> What you have to do
Reproduce the passage of the measles case article from "Part of the" up to and including "to developing autism.", word for word.

> Given text
========================================================================
A student at the University of Minnesota has been diagnosed with a case of measles.
The 20-year-old student had just returned to the university after having traveled internationally. After three days of classes he sought medical attention from the University of Minnesota’s Fairview Hospital. There, he was diagnosed with measles.
According to MPR News, the dean of the Minnesota Medical School, Brooks Jackson, indicated that the student was off campus to recover from the disease.
University of Minnesota students, faculty and staff who have not been vaccinated against measles are being reminded that the disease is highly infectious. Jackson has urged anyone who thinks they may have been exposed to the disease to seek medical attention.
The university is working with the Minnesota Department of Health, hoping to contact anyone the infected student was in contact with.
Measles can be a very serious disease for unvaccinated people. The symptoms usually appear a little over a week after someone is exposed to the disease. First among the symptoms is usually a fever, followed by rash and then possible cold-like symptoms.
Minnesota state officials have been clear that they do not believe the university measles case is linked to the California outbreak.
Due to the Disneyland outbreak and the case from the university, a legislator in Minnesota has introduced a bill that would push parents to consult with a doctor before deciding not to vaccinate their children.
Representative Mike Freiberg stated, “Some states like Washington, which have had high exemption rates historically, have followed this approach and it’s helped reduce the spread of vaccine preventable diseases.”
The measles was very nearly eliminated in the U.S. in 2000; however, there has been a record of 644 infections reported last year. According to Freiberg, that’s not the only disease making a come-back. Minnesota has seen a rise in kids being diagnosed with mumps and whooping cough because of parents forgoing immunizations.
“Children are getting sick and being hospitalized because some parents do not understand the overwhelming evidence that vaccinations prevent serious illness,” Freiberg said.
Part of the issue that is the fear some parents have that too many vaccines too soon in life could lead to autism.
The fear stems from a 1998 study that suggested the possibility. That study did not successfully prove the theory. Since then, a 2004 study and a 2012 study have both concluded that vaccines early in life do not have any relationship to developing autism.
========================================================================
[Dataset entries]
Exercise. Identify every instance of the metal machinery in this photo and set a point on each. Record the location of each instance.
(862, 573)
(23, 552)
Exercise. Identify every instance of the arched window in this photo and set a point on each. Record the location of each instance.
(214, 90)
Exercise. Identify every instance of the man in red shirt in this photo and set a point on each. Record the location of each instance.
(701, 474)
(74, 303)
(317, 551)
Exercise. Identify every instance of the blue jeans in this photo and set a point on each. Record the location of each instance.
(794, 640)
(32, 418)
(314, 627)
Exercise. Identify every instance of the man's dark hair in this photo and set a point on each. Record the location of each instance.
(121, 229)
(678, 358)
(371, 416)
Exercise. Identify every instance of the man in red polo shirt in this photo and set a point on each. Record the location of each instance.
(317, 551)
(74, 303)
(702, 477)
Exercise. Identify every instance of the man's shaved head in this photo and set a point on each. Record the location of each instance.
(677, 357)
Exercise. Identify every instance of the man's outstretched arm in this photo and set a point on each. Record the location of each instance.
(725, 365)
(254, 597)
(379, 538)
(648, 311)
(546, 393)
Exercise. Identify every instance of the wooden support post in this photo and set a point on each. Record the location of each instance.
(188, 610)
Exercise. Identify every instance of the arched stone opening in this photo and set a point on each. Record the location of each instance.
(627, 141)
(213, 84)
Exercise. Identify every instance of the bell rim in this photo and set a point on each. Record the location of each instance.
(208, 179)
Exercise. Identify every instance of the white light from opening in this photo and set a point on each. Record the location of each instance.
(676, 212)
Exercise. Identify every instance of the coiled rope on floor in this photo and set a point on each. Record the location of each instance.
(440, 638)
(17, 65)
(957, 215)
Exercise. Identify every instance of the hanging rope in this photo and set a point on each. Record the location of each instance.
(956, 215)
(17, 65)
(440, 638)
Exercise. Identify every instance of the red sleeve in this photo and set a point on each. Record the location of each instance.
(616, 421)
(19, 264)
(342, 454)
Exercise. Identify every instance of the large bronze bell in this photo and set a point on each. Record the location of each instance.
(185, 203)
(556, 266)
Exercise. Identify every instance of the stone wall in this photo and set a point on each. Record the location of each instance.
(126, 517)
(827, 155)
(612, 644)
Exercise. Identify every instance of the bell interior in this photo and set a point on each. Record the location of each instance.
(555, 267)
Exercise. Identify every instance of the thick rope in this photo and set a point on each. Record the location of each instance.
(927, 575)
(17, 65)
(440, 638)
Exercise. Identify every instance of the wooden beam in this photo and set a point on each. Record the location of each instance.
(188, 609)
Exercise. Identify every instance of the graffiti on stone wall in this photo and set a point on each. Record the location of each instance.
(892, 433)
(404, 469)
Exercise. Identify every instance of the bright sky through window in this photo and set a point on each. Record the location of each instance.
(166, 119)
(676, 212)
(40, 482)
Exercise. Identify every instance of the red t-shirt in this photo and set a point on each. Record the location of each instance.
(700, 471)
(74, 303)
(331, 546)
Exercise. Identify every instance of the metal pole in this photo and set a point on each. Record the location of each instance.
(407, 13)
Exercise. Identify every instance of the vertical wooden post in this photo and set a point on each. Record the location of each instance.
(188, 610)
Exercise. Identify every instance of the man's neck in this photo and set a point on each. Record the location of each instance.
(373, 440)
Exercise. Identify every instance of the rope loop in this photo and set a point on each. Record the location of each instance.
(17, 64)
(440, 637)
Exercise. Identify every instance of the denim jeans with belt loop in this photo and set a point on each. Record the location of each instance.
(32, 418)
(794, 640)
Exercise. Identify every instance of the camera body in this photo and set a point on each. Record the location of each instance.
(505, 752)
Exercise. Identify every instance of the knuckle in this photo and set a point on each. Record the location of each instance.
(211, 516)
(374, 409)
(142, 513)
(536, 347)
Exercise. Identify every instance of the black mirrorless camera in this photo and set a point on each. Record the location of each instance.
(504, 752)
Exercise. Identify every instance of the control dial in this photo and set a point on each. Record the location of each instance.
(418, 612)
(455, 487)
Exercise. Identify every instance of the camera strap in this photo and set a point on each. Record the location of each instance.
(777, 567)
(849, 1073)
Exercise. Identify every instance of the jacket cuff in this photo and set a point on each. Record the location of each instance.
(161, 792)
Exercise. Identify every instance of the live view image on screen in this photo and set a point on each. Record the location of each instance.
========================================================================
> Finished exercise
Part of the issue that is the fear some parents have that too many vaccines too soon in life could lead to autism.
The fear stems from a 1998 study that suggested the possibility. That study did not successfully prove the theory. Since then, a 2004 study and a 2012 study have both concluded that vaccines early in life do not have any relationship to developing autism.